▸ **Short task**:
Copy out every one of the following rows verbatim, with no changes.

* BEGIN Listed entries *

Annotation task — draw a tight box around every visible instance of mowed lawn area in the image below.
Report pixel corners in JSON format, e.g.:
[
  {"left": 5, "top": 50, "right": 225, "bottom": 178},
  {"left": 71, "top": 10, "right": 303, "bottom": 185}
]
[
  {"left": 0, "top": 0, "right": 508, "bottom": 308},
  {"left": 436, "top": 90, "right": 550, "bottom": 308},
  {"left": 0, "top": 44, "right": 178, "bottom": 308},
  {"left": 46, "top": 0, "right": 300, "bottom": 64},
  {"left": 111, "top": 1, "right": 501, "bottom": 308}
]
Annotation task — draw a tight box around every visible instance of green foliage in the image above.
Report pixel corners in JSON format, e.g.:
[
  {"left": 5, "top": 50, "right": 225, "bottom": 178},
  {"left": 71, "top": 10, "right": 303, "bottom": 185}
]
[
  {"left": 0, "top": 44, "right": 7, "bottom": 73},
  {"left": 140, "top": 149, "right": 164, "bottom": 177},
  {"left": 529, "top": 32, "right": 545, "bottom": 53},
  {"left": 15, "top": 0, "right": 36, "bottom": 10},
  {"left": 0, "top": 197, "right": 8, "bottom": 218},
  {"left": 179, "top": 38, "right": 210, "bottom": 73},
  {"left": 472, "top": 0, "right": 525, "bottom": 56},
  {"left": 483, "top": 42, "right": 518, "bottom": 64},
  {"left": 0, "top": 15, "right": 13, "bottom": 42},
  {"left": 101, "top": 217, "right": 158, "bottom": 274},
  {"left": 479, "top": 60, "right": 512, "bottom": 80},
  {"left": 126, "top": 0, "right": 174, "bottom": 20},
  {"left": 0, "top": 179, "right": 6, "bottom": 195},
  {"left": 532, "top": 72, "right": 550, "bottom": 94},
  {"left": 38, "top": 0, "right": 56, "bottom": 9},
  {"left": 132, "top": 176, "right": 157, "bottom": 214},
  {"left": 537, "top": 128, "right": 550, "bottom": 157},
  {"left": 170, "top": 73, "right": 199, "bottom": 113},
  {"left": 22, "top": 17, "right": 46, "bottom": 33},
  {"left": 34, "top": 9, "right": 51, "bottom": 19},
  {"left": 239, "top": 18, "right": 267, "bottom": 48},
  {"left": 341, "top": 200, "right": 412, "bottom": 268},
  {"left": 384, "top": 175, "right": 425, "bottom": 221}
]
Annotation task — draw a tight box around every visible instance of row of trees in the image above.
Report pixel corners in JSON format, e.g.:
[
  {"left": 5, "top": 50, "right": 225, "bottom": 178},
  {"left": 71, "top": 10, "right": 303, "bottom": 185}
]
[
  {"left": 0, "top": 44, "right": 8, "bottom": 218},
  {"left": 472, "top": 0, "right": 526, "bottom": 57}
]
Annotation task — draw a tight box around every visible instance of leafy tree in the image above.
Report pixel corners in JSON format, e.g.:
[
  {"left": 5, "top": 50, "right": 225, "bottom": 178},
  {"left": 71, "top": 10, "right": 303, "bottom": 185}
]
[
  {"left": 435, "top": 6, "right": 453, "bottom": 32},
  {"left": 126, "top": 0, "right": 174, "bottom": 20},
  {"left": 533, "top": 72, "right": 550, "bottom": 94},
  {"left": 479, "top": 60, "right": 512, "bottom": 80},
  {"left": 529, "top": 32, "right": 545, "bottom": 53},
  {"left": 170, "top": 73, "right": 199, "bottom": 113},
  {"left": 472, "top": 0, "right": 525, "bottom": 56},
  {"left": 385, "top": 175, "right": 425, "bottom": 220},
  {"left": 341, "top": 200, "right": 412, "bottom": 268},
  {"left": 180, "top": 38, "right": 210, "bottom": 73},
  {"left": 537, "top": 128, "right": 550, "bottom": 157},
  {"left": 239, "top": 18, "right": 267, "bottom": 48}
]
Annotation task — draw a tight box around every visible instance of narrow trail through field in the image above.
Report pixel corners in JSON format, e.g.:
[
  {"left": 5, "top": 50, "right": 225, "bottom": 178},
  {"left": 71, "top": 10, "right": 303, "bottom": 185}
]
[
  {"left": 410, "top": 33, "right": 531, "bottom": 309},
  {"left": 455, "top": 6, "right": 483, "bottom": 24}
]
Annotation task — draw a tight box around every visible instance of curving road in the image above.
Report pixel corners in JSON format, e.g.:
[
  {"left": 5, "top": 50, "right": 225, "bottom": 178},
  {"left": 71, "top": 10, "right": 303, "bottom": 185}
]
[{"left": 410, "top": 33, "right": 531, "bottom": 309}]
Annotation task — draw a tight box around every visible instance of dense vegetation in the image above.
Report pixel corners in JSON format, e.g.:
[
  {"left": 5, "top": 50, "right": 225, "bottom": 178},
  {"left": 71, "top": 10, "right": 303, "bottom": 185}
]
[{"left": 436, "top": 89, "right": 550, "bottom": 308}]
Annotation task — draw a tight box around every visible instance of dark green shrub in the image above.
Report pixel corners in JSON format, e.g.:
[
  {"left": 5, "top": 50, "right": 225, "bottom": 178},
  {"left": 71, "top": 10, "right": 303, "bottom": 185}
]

* END Listed entries *

▸ **Solution to the problem**:
Annotation task — draw a tight box around every visible instance of mowed lawn area in the image below.
Report pixel corners in JSON format, e.g.:
[
  {"left": 5, "top": 50, "right": 225, "bottom": 178},
  {"left": 71, "top": 10, "right": 303, "bottom": 185}
]
[
  {"left": 0, "top": 0, "right": 508, "bottom": 308},
  {"left": 436, "top": 90, "right": 550, "bottom": 308},
  {"left": 0, "top": 44, "right": 178, "bottom": 308},
  {"left": 46, "top": 0, "right": 300, "bottom": 64},
  {"left": 111, "top": 1, "right": 501, "bottom": 308}
]
Annotation task — draw a tight box around every visible instance of green foliage in the image above.
Report pixel corners in JSON format, e.g.:
[
  {"left": 5, "top": 50, "right": 225, "bottom": 178},
  {"left": 71, "top": 10, "right": 303, "bottom": 185}
]
[
  {"left": 0, "top": 44, "right": 7, "bottom": 73},
  {"left": 140, "top": 149, "right": 164, "bottom": 177},
  {"left": 529, "top": 32, "right": 545, "bottom": 53},
  {"left": 15, "top": 0, "right": 36, "bottom": 10},
  {"left": 0, "top": 197, "right": 8, "bottom": 218},
  {"left": 179, "top": 38, "right": 210, "bottom": 73},
  {"left": 472, "top": 0, "right": 525, "bottom": 56},
  {"left": 483, "top": 42, "right": 518, "bottom": 64},
  {"left": 0, "top": 15, "right": 13, "bottom": 42},
  {"left": 101, "top": 217, "right": 158, "bottom": 274},
  {"left": 479, "top": 60, "right": 512, "bottom": 80},
  {"left": 126, "top": 0, "right": 174, "bottom": 20},
  {"left": 0, "top": 179, "right": 6, "bottom": 195},
  {"left": 532, "top": 72, "right": 550, "bottom": 94},
  {"left": 38, "top": 0, "right": 56, "bottom": 9},
  {"left": 132, "top": 176, "right": 157, "bottom": 214},
  {"left": 537, "top": 128, "right": 550, "bottom": 157},
  {"left": 170, "top": 73, "right": 199, "bottom": 113},
  {"left": 22, "top": 17, "right": 46, "bottom": 33},
  {"left": 34, "top": 9, "right": 51, "bottom": 19},
  {"left": 239, "top": 18, "right": 267, "bottom": 48},
  {"left": 341, "top": 200, "right": 412, "bottom": 268},
  {"left": 384, "top": 175, "right": 425, "bottom": 221}
]
Annotation task — draw a tight box around every visible instance of row of trees in the image above.
Report pixel corners in JSON format, e.g.:
[
  {"left": 5, "top": 50, "right": 225, "bottom": 178},
  {"left": 71, "top": 10, "right": 303, "bottom": 185}
]
[
  {"left": 0, "top": 44, "right": 8, "bottom": 218},
  {"left": 472, "top": 0, "right": 526, "bottom": 57}
]
Annotation task — draw a tight box around every visible instance of leafy tree in the image above.
Report pixel corners in JSON format, e.g.:
[
  {"left": 5, "top": 50, "right": 225, "bottom": 178},
  {"left": 71, "top": 10, "right": 303, "bottom": 185}
]
[
  {"left": 435, "top": 6, "right": 453, "bottom": 32},
  {"left": 126, "top": 0, "right": 174, "bottom": 20},
  {"left": 533, "top": 72, "right": 550, "bottom": 94},
  {"left": 479, "top": 60, "right": 512, "bottom": 80},
  {"left": 529, "top": 32, "right": 545, "bottom": 53},
  {"left": 170, "top": 73, "right": 199, "bottom": 113},
  {"left": 472, "top": 0, "right": 525, "bottom": 56},
  {"left": 385, "top": 175, "right": 425, "bottom": 220},
  {"left": 341, "top": 200, "right": 412, "bottom": 268},
  {"left": 180, "top": 38, "right": 210, "bottom": 73},
  {"left": 537, "top": 128, "right": 550, "bottom": 157},
  {"left": 239, "top": 18, "right": 267, "bottom": 48}
]
Annotation task — draw a tight box around every visible instance of narrow trail through field in the image above.
Report pixel corners in JSON format, e.g.:
[
  {"left": 5, "top": 50, "right": 225, "bottom": 178},
  {"left": 71, "top": 10, "right": 303, "bottom": 185}
]
[
  {"left": 410, "top": 33, "right": 531, "bottom": 309},
  {"left": 455, "top": 6, "right": 483, "bottom": 24}
]
Annotation task — draw a tight box around every visible instance of curving road in the image above.
Report pixel corners in JSON format, e.g.:
[
  {"left": 5, "top": 50, "right": 225, "bottom": 178},
  {"left": 71, "top": 10, "right": 303, "bottom": 185}
]
[{"left": 410, "top": 33, "right": 531, "bottom": 309}]
Annotation task — draw a tight box around every visible instance of dense vegetation in the image above.
Report pixel corners in JSON format, e.g.:
[
  {"left": 5, "top": 50, "right": 225, "bottom": 178},
  {"left": 71, "top": 10, "right": 303, "bottom": 185}
]
[{"left": 436, "top": 89, "right": 550, "bottom": 308}]
Annotation task — draw a tight box around every visible instance of dark green shrub in the image above.
Report pixel corners in JSON format, e.g.:
[
  {"left": 5, "top": 50, "right": 225, "bottom": 178},
  {"left": 71, "top": 10, "right": 303, "bottom": 185}
]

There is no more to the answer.